- D'après une étude récente, les semences modernes issues de l'agriculture industrielle ne sont pas adaptées aux défis du changement climatique.
- En revanche, les semences traditionnelles cultivées par les petits exploitants offrent une solution durable grâce à leur adaptation locale.
- Les chercheurs appellent à une reconnaissance accrue de l'importance des systèmes de semences informels et des petits exploitants agricoles.
Une étude de l’université du Vermont aux Etats Unis, publiée le 11 juin dans le journal Plants People Planet, met en lumière les limitations des semences modernes face aux conditions climatiques extrêmes telles que la chaleur et la sécheresse. Yolanda Chen, auteur principal de l’étude et ses collègues, révèlent, au travers des données collectées sur le terrain, que les pratiques de sélection professionnelle ont perturbé les processus évolutifs naturels, rendant ces semences moins résistantes.
La production de masse de semences à haut rendement, par des entreprises semencières et vendues sur un marché global, a creusé un fossé entre le “système semencier industriel”, largement dominant aujourd’hui et les semences issues des petits exploitants agricoles”. Ce dernier, composé de petits exploitants agricoles, sélectionne ses propres semences pour développer des variétés adaptées aux conditions locales, connues sous le nom de “races locales”.
Ces petits exploitants jouent un rôle crucial en fournissant des services écosystémiques grâce à la biodiversité développée au fil du temps. Ces services incluent l’adaptation des cultures à des stress tels que la sécheresse, la salinité et les parasites, des facteurs de plus en plus critiques avec le réchauffement climatique. Depuis la Seconde guerre mondiale, l’essor de l’agriculture industrielle a radicalement transformé les systèmes de semences, privilégiant les semences à haut rendement adaptées à des conditions idéales, mais souvent au détriment de la diversité génétique et de l’adaptation locale. Les chercheurs soulignent l’importance des systèmes de semences informels pour l’avenir du secteur agricole, en particulier dans un contexte de changement climatique croissant.

→ Enregistrements de données

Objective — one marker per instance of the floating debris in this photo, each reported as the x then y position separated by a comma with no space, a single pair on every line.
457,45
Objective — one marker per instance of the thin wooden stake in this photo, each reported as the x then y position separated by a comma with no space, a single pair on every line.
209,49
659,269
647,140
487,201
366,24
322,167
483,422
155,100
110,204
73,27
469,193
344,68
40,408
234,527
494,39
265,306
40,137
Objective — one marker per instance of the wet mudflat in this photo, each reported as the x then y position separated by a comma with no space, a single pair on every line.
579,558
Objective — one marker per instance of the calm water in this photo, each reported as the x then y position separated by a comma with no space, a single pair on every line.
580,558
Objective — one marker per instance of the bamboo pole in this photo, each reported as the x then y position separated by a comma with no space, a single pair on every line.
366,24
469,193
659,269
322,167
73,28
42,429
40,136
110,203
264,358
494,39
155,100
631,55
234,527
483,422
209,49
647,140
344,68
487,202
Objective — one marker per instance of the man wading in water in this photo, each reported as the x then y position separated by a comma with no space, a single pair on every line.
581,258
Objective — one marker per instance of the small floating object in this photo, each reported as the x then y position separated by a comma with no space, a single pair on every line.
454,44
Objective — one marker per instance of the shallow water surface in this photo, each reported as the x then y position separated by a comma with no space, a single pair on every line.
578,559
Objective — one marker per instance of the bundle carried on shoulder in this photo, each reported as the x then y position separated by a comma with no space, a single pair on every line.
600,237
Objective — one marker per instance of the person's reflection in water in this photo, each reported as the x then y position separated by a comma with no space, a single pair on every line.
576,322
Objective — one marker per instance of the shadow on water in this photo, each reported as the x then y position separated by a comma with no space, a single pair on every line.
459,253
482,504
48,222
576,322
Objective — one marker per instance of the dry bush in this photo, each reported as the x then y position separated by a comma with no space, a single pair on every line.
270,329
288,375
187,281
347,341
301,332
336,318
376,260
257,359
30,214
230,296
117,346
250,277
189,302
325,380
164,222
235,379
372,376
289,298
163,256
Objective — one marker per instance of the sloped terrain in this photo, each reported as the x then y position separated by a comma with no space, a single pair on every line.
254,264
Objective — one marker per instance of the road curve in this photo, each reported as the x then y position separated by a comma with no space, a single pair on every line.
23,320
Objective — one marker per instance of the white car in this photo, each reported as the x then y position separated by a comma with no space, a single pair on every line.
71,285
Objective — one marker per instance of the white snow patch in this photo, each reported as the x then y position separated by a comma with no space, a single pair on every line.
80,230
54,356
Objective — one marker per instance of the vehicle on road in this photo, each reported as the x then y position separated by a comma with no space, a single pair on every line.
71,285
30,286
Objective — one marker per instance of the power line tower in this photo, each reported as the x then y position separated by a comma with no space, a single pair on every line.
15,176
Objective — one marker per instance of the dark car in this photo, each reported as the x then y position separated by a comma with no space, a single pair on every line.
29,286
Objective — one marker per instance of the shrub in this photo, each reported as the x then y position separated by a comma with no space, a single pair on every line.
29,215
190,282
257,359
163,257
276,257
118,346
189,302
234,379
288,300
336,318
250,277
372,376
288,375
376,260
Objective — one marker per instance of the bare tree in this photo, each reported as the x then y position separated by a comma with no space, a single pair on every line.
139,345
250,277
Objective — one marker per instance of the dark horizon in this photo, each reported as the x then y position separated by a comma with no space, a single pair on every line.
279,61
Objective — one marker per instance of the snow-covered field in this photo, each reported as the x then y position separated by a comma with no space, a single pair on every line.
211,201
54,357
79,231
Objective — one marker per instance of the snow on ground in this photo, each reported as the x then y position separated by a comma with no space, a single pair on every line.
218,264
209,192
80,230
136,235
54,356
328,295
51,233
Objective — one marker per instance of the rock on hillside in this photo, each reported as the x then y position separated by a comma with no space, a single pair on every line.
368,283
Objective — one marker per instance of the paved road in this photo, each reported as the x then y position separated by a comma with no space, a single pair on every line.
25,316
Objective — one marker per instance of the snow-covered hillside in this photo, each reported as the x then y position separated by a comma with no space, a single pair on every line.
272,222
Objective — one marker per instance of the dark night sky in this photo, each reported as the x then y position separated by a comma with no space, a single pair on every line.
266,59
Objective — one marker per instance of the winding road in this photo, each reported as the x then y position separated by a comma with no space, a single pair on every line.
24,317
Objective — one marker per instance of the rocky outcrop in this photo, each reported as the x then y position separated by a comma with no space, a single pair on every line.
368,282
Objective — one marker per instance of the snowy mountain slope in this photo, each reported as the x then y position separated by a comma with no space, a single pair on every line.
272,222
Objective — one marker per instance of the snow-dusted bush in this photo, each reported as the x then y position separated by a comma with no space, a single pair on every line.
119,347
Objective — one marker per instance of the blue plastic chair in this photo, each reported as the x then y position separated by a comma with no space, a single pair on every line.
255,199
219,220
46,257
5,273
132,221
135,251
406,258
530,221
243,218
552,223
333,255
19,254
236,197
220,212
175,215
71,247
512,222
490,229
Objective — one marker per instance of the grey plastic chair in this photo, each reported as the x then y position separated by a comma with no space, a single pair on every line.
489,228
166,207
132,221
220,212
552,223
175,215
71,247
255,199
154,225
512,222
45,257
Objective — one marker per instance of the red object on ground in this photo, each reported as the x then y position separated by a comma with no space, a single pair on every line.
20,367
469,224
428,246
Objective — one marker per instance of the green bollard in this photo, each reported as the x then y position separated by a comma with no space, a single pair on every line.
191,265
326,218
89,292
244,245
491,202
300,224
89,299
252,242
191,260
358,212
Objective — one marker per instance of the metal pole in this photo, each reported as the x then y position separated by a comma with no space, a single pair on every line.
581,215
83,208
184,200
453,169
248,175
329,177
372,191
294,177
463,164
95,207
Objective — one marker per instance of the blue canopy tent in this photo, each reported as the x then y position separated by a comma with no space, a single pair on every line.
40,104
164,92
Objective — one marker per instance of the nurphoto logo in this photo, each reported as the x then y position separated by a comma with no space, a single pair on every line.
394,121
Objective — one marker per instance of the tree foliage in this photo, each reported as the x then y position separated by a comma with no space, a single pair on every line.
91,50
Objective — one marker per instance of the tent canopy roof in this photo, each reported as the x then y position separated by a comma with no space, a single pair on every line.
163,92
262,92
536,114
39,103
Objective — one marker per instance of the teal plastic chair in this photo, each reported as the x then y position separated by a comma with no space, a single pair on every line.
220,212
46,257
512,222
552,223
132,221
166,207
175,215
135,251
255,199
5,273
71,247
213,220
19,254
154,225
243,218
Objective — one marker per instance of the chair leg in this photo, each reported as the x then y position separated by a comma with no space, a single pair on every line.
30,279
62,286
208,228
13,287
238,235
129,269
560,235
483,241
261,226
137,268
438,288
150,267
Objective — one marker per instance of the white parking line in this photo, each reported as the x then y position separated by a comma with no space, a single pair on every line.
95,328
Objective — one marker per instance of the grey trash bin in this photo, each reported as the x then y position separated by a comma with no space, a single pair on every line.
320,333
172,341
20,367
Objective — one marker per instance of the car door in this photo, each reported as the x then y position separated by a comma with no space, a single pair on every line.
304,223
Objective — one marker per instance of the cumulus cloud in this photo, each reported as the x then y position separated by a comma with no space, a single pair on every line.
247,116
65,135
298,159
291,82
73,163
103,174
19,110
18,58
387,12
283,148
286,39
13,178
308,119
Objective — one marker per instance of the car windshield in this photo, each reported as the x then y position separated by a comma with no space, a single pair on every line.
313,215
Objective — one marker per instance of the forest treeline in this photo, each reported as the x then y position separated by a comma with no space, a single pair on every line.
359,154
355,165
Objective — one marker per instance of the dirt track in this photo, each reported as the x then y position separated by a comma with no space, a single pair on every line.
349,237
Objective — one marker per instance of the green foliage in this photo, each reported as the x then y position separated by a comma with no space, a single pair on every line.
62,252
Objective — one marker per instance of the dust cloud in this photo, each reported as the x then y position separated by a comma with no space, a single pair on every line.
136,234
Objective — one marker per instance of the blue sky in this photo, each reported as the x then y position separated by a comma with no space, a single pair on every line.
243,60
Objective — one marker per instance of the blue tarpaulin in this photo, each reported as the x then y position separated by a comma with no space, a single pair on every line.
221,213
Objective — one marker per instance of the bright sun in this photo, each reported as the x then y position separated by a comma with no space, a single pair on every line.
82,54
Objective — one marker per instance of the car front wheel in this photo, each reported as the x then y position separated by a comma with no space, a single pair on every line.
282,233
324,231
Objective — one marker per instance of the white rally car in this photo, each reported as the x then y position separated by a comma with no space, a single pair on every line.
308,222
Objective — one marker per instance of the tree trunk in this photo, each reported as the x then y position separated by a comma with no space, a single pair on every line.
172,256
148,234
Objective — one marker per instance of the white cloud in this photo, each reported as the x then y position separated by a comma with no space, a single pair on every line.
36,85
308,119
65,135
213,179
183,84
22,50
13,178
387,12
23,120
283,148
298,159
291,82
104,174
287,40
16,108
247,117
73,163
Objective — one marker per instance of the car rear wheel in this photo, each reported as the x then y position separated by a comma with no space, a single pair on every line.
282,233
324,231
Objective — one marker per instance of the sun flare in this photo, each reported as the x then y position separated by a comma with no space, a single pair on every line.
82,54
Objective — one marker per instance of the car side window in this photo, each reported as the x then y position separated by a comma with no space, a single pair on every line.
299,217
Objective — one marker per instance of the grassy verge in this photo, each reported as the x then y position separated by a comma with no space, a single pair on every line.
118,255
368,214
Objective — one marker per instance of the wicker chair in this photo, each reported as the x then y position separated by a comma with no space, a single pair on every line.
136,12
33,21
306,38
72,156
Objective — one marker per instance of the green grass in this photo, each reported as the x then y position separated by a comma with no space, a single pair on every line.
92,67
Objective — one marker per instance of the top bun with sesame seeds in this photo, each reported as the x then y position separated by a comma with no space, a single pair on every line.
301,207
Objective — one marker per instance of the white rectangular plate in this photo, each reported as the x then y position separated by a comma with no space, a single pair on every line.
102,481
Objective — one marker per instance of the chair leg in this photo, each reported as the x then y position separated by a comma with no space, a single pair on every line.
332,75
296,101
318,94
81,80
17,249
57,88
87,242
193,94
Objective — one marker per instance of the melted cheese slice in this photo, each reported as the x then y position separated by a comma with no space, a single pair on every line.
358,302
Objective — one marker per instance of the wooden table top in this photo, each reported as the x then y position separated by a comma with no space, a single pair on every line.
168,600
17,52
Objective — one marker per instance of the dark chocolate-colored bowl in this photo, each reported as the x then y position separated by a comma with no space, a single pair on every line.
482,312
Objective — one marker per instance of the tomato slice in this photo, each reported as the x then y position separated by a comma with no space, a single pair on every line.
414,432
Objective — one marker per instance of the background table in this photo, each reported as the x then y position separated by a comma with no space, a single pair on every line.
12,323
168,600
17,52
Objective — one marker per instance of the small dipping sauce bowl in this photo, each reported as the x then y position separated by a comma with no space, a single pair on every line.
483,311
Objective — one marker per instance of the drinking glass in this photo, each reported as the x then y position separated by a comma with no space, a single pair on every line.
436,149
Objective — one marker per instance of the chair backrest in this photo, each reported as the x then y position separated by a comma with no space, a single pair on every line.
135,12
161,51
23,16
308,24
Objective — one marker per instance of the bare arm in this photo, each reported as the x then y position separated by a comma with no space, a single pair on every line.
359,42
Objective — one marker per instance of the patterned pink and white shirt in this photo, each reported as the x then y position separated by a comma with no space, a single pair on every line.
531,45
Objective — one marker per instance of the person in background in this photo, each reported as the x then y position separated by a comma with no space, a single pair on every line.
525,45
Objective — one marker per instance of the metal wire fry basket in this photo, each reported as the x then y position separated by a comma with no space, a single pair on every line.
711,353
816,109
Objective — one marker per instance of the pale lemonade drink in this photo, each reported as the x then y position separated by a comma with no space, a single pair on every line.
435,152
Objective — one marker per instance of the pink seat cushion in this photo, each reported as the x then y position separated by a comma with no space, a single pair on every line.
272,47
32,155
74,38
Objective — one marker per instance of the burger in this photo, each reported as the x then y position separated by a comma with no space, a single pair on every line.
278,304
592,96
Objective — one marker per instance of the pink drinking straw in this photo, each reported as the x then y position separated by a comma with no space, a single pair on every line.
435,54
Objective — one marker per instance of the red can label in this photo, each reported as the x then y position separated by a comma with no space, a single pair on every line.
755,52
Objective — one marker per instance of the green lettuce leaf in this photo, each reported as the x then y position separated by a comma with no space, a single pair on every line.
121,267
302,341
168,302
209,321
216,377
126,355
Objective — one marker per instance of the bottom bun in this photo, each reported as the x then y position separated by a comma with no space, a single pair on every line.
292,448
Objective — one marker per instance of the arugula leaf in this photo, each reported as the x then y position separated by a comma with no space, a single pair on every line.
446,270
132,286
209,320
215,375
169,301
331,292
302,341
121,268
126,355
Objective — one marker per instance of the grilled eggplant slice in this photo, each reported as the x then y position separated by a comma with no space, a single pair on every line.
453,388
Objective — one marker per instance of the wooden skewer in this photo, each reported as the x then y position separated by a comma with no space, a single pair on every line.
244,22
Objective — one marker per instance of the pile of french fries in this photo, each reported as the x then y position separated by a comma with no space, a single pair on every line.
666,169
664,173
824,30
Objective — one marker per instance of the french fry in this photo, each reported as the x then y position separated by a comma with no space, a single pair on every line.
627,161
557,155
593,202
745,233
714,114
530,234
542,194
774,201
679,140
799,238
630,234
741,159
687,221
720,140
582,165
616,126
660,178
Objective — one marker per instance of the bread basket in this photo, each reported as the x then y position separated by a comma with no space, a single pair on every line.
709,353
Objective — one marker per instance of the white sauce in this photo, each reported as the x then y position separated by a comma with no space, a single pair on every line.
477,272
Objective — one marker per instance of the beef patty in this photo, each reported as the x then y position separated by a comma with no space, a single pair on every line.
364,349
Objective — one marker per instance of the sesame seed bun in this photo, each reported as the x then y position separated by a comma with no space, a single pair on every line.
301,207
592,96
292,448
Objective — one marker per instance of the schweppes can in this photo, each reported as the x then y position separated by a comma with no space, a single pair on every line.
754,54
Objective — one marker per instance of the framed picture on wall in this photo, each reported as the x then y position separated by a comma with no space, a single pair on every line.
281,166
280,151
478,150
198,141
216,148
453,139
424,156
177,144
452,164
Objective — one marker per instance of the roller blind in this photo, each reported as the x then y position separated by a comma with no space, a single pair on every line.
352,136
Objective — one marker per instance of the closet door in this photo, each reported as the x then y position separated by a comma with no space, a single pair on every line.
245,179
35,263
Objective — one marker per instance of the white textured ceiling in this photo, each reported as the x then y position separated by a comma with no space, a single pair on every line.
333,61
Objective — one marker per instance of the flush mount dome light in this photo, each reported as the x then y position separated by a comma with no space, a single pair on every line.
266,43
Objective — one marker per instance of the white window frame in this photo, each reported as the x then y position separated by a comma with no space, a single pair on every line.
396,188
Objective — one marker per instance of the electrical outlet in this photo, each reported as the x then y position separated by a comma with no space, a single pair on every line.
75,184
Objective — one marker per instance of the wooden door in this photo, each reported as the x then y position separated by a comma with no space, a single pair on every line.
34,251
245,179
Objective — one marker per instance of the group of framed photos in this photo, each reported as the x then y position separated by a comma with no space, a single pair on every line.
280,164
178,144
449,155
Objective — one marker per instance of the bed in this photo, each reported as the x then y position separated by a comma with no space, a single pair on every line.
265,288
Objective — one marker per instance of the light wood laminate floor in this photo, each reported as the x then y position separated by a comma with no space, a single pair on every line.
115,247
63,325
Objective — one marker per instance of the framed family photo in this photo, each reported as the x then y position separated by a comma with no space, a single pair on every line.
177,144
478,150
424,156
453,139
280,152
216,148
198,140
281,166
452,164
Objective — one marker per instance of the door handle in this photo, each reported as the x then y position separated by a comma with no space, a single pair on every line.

→ Parties de l'exercice
- a) Transcrivez le passage du texte sur les semences qui va de « - D'après une » jusqu'à « leur adaptation locale. » inclus.
- b) Selon le texte sur les semences, pourquoi les semences modernes sont-elles moins résistantes ? Répondez en une à trois phrases.
Ces enregistrements viennent d'une autre source que le texte.

→ Liste des solutions
- a)
- D'après une étude récente, les semences modernes issues de l'agriculture industrielle ne sont pas adaptées aux défis du changement climatique.
- En revanche, les semences traditionnelles cultivées par les petits exploitants offrent une solution durable grâce à leur adaptation locale.

- b) Les pratiques de sélection professionnelle ont perturbé les processus évolutifs naturels. Ces semences sont donc moins résistantes aux conditions climatiques extrêmes comme la chaleur et la sécheresse.